PROBLEM REQUIREMENTS: Reproduce the following listing in full, character for character, with each line kept as it is.

SUPPLIED MATERIAL:
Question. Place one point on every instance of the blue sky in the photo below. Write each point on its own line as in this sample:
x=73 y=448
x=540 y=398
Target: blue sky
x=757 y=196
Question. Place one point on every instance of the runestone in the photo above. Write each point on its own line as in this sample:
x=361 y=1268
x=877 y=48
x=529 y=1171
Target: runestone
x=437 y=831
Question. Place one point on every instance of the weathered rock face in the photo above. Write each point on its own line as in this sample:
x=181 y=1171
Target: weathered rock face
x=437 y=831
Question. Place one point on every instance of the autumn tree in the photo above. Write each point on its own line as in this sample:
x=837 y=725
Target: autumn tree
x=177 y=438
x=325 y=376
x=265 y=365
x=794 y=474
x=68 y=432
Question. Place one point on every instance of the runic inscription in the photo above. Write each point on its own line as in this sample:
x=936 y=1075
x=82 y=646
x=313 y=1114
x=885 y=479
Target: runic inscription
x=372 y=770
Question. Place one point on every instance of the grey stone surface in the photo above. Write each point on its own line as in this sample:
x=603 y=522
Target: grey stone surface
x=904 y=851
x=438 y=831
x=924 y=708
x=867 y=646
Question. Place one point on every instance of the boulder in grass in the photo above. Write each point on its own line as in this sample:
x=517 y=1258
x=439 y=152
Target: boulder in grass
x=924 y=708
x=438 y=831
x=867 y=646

WRITTEN RESPONSE:
Question. Place one point on every instance of the blue sky in the photo below. Write each point on its own line as in this sample:
x=73 y=448
x=540 y=398
Target: blue sky
x=757 y=196
Question. Place one point on every instance of the runestone in the photo above. Write each point on its own line as in this sample:
x=361 y=1268
x=877 y=48
x=529 y=1171
Target: runestone
x=437 y=831
Question. Place one point on every instance of the weathered rock face in the photo above. Write each point on its own line as in this sample:
x=181 y=1171
Target: weathered rock face
x=437 y=831
Question. Place one point on every instance of the autumn tree in the photo above. Write each point on its own line as in this sample:
x=837 y=725
Target: autumn tree
x=177 y=438
x=325 y=376
x=265 y=365
x=794 y=474
x=68 y=432
Question. Place one point on every instance of the runic inscription in the photo above. Write each point on its own line as in this sample:
x=936 y=1075
x=82 y=646
x=313 y=1114
x=885 y=479
Target: runic inscription
x=372 y=770
Question. Place one point on every instance of the grey stone surface in the photo above. Write each point on its own line as in this sample:
x=603 y=522
Target: grey stone surface
x=904 y=851
x=438 y=831
x=924 y=708
x=867 y=646
Question. Place one point on every instance of the boulder in grass in the photo above. Write each point on its own line as in this sample:
x=517 y=1258
x=439 y=152
Target: boulder in grass
x=924 y=708
x=438 y=831
x=867 y=646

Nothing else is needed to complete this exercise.